+++ Task material +++

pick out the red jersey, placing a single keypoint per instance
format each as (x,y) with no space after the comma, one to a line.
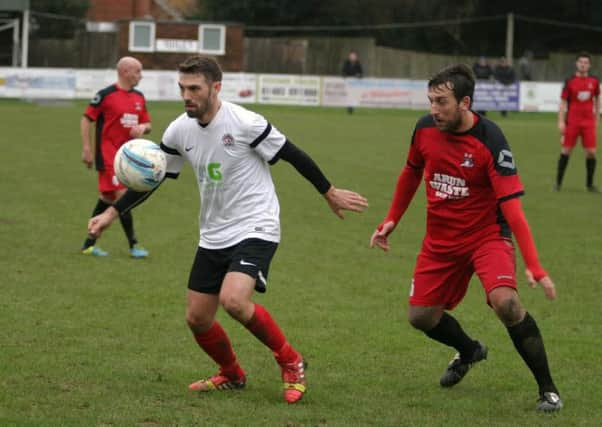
(115,112)
(467,175)
(579,92)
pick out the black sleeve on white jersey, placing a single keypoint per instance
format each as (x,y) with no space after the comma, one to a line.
(304,165)
(173,152)
(491,135)
(132,198)
(261,137)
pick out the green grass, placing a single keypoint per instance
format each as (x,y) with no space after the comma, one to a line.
(103,342)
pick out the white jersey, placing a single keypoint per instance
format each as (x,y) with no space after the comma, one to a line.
(230,160)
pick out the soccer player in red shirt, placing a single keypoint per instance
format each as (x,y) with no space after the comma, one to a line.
(578,115)
(120,114)
(473,207)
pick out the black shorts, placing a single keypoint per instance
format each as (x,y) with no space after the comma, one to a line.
(251,256)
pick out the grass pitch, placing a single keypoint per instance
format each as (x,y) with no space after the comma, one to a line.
(103,342)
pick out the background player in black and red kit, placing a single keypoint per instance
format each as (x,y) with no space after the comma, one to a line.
(473,207)
(578,115)
(120,114)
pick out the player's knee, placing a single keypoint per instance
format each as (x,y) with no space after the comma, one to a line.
(234,305)
(508,308)
(197,322)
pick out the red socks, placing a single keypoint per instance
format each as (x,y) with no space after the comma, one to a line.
(265,328)
(217,345)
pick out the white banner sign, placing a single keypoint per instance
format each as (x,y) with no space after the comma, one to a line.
(287,89)
(539,96)
(382,93)
(53,83)
(176,45)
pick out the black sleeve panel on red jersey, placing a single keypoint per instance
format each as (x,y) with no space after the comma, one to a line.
(423,122)
(493,138)
(102,94)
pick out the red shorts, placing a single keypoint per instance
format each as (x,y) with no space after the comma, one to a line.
(107,182)
(587,131)
(443,280)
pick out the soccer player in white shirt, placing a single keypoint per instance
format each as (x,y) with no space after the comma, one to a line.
(230,149)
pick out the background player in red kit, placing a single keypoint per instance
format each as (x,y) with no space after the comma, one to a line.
(120,114)
(473,191)
(578,115)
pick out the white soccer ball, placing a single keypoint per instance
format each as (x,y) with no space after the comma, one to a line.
(140,164)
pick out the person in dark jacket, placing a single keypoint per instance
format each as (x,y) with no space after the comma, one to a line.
(482,71)
(352,67)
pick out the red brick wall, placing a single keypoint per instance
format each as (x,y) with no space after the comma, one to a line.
(232,61)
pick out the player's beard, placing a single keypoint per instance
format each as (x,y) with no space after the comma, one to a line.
(203,107)
(453,124)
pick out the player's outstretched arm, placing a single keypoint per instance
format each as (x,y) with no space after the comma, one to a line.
(513,212)
(407,184)
(380,237)
(87,156)
(340,200)
(99,223)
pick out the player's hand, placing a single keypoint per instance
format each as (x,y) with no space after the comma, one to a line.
(340,200)
(99,223)
(87,157)
(380,237)
(545,282)
(137,131)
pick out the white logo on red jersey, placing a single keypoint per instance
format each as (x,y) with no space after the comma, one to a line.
(468,161)
(129,120)
(449,187)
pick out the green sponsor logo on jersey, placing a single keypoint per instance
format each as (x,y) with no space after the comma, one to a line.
(213,171)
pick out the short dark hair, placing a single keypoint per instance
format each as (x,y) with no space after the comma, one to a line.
(205,65)
(458,78)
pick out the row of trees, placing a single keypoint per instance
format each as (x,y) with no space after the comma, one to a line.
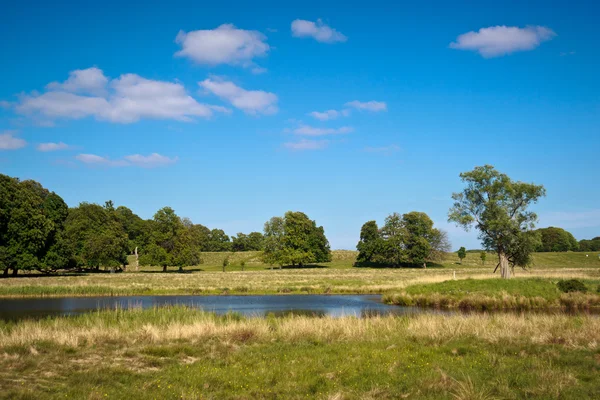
(38,231)
(408,239)
(558,239)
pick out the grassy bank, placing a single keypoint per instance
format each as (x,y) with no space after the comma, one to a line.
(337,277)
(185,353)
(497,294)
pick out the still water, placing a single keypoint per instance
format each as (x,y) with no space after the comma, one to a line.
(317,305)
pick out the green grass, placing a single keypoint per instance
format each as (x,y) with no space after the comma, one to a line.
(498,294)
(180,353)
(337,276)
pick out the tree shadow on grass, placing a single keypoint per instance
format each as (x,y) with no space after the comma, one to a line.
(308,266)
(172,271)
(42,275)
(430,265)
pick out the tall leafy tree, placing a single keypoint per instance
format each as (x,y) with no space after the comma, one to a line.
(498,208)
(295,240)
(31,225)
(250,242)
(174,241)
(218,241)
(556,239)
(408,239)
(95,237)
(370,243)
(462,254)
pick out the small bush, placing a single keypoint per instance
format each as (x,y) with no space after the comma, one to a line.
(571,285)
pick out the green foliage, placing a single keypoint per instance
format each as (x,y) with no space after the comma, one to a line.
(571,285)
(251,242)
(590,245)
(295,240)
(95,237)
(408,239)
(497,207)
(31,226)
(174,241)
(556,239)
(462,253)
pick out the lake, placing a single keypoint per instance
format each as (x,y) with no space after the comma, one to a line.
(314,305)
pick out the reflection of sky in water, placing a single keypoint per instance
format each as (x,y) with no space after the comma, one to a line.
(314,305)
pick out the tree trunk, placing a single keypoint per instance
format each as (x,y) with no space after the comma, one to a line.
(504,266)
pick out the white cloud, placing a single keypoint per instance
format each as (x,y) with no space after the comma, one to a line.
(374,106)
(497,41)
(127,99)
(250,101)
(8,141)
(45,147)
(259,70)
(306,144)
(317,30)
(89,81)
(92,159)
(307,130)
(223,45)
(150,161)
(383,149)
(329,114)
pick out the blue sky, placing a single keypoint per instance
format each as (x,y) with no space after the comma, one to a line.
(233,114)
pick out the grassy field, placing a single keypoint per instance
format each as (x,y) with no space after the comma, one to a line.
(257,278)
(179,353)
(498,294)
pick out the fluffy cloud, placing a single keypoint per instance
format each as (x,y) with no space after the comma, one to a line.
(8,141)
(329,114)
(317,30)
(306,144)
(307,130)
(90,81)
(374,106)
(45,147)
(150,161)
(223,45)
(125,100)
(250,101)
(497,41)
(383,149)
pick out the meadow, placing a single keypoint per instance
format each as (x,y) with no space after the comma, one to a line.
(184,353)
(337,276)
(180,353)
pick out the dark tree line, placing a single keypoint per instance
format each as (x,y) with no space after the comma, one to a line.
(404,240)
(38,231)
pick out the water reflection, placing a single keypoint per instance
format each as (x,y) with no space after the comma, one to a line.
(362,306)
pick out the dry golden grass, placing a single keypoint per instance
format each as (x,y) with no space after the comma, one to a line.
(157,326)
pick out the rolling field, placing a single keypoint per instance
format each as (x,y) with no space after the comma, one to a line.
(184,353)
(337,276)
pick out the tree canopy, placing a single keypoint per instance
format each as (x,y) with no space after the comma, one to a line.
(556,239)
(31,225)
(408,239)
(498,208)
(295,240)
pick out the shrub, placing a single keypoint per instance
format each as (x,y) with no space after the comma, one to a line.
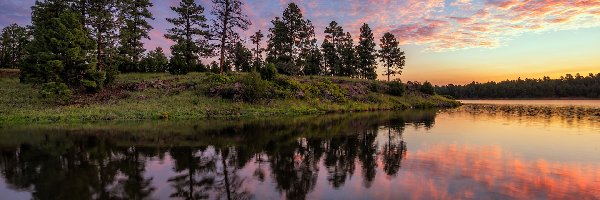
(95,81)
(286,87)
(427,88)
(396,88)
(254,88)
(177,66)
(328,90)
(250,88)
(378,87)
(59,92)
(268,72)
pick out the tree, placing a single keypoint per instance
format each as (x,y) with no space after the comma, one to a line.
(391,55)
(61,50)
(190,36)
(347,56)
(279,47)
(133,15)
(330,46)
(256,39)
(312,61)
(330,57)
(427,88)
(13,40)
(302,35)
(291,41)
(103,27)
(366,53)
(228,16)
(240,57)
(155,61)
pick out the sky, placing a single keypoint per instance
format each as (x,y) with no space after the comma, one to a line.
(445,41)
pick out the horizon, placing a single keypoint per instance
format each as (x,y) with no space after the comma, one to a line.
(446,42)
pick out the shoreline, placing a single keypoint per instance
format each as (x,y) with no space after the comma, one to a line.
(160,96)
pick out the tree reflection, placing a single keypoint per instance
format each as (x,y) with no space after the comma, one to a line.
(196,168)
(101,165)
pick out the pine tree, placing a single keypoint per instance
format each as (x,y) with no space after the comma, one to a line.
(155,61)
(190,35)
(291,40)
(391,55)
(256,39)
(313,59)
(347,56)
(229,16)
(301,31)
(279,47)
(13,40)
(334,37)
(366,53)
(133,16)
(102,24)
(330,57)
(240,57)
(61,50)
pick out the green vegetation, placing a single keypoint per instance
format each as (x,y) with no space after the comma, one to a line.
(567,86)
(205,95)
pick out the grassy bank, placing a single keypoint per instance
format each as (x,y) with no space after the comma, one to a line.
(204,95)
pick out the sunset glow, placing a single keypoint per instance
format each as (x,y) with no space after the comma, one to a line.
(452,41)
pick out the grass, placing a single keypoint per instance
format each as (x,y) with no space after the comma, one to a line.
(161,96)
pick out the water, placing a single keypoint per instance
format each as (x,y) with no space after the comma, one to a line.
(590,103)
(449,154)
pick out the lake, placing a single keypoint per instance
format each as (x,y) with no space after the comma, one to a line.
(419,154)
(592,103)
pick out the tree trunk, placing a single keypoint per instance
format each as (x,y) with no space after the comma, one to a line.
(224,36)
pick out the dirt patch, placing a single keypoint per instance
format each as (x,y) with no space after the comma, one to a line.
(119,91)
(9,73)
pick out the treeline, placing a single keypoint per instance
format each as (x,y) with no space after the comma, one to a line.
(83,44)
(567,86)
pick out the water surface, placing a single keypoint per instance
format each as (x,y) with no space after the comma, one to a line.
(385,155)
(590,103)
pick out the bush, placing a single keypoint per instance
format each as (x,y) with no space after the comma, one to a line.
(59,92)
(177,66)
(95,81)
(250,88)
(254,88)
(427,88)
(328,90)
(396,88)
(268,72)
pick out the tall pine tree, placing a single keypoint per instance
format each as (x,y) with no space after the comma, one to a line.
(390,55)
(279,47)
(256,39)
(366,53)
(334,36)
(190,35)
(13,40)
(133,15)
(102,24)
(228,17)
(61,50)
(347,56)
(240,57)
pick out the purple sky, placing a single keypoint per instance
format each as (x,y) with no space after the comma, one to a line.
(445,40)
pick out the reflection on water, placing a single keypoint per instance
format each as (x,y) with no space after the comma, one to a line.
(389,155)
(590,103)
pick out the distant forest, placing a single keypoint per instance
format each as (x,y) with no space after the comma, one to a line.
(68,44)
(567,86)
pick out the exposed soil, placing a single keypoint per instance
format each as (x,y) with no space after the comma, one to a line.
(9,73)
(114,93)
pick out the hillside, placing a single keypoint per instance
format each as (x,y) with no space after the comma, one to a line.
(147,96)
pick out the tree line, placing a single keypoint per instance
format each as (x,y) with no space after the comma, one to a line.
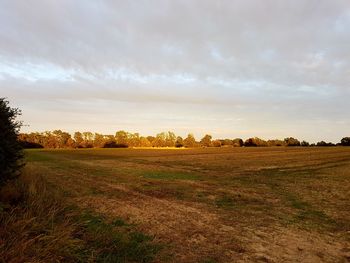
(123,139)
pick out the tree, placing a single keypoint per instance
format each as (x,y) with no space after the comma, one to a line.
(304,144)
(121,138)
(275,142)
(190,141)
(238,142)
(206,141)
(255,142)
(179,142)
(11,156)
(345,141)
(216,143)
(144,142)
(99,140)
(78,137)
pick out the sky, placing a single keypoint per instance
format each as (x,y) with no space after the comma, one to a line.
(271,69)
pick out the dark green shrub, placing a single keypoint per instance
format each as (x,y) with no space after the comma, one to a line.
(10,149)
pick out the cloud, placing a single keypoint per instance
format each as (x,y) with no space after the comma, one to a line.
(257,60)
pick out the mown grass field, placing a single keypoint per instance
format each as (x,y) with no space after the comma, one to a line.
(201,205)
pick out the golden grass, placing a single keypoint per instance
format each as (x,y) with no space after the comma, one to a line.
(206,205)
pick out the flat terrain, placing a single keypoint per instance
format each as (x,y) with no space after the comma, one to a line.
(215,205)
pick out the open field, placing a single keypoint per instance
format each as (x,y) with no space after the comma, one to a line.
(212,205)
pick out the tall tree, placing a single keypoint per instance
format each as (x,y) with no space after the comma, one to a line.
(11,156)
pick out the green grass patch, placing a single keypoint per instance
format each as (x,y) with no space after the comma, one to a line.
(114,242)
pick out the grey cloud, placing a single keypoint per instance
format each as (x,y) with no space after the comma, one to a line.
(270,59)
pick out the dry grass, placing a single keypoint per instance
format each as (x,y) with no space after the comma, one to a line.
(206,205)
(38,224)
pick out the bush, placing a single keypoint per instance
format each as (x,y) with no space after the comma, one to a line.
(345,141)
(10,149)
(255,142)
(292,141)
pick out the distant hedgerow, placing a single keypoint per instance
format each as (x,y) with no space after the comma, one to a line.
(10,149)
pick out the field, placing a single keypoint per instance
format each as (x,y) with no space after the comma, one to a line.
(204,205)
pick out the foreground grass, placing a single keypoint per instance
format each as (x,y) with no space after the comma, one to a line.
(38,224)
(203,205)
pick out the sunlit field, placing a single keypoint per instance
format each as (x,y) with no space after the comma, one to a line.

+++

Exercise description:
Copy out, word for word, every line from the one containing "pick out the golden" through the final line of the rows above, including both of those lines.

Task answer:
pick out the golden grass, placing a single keypoint per instance
format each as (x,y) with no space after the comma, one to a line.
(206,205)
pick out the flat terrain, placing a single keypoint per instance
format each as (x,y) with no space after the comma, one to a line.
(215,205)
pick out the open field, placing a single keypoint per instance
format each as (x,y) with no space after the comma, one to a line.
(212,205)
pick out the tall tree, placing a single keypoint per instance
format each as (x,y) with no space after the comma, one to a line.
(11,156)
pick out the green grass patch, placing a single keypoint per instance
format each as (x,y) with no space after the comma, one to a line.
(114,242)
pick out the grey cloud, placing a single keypoint per instance
format each as (x,y) with no space after the comma, one to a line.
(270,59)
pick out the dry grass, placing a single keypoint per instance
format each as (x,y) with no space after the comma, one to a line.
(206,205)
(38,224)
pick out the bush, placing a single keypoint per instance
format each as (x,y) with no space after the comma, one to a line.
(345,141)
(10,149)
(255,142)
(292,141)
pick out the distant hedgerow, placing a single keypoint per instance
format each as (x,y) with no space after the comma, one to a line.
(10,149)
pick out the field, placing a single keypoint per instance
format each as (x,y) with no space after the comma, one to a line.
(204,205)
pick out the foreground grass, placing a single keypoint per instance
format each as (x,y) with no space after the comma, one to a line.
(38,224)
(203,205)
pick out the sunlit field, placing a single keypoint per instance
format each as (x,y) with no space after the comma, one to a line.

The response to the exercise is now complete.